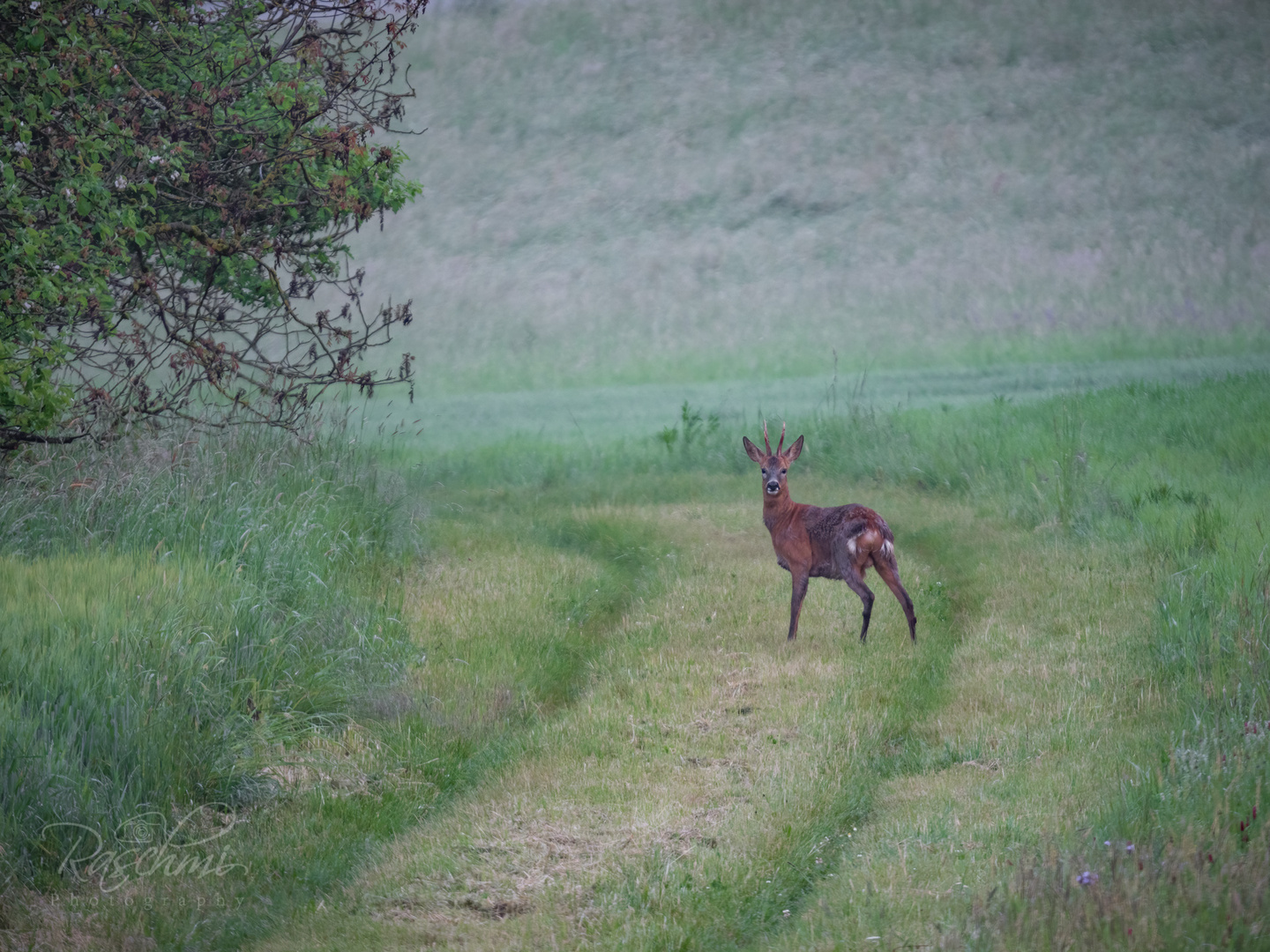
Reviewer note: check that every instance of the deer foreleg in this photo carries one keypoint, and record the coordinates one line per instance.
(796, 602)
(856, 582)
(889, 573)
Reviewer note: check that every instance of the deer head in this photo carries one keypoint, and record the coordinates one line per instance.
(775, 466)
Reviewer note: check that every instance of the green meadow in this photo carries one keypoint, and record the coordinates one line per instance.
(505, 666)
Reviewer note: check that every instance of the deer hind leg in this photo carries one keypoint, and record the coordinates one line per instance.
(856, 583)
(884, 562)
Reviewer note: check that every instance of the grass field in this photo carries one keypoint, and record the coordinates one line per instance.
(505, 668)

____________________

# [Instructions for the task]
Rewrite every line from the one containing "Reviewer note: check that every instance of the deer hind" down to the last line above, keeping each as it is except that every coordinate is increased by 129.

# [Right answer]
Reviewer note: check that every instance of the deer hind leg in this photo carries one keypoint, and record the coordinates one line per instance.
(985, 712)
(1013, 691)
Reviewer note: check that every instance of the grass field in this photo carries one keypoint, and record the coordinates one line per instance.
(634, 797)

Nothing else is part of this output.